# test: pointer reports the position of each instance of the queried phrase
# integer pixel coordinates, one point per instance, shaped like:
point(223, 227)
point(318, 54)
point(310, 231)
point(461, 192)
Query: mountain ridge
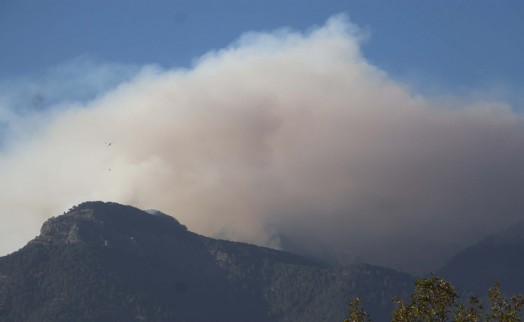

☆ ☆ ☆

Return every line in the items above that contains the string "instance", matching case.

# test: pointer reports the position of each instance of the queried phrase
# integer pixel coordinates, one point per instance, shaped like:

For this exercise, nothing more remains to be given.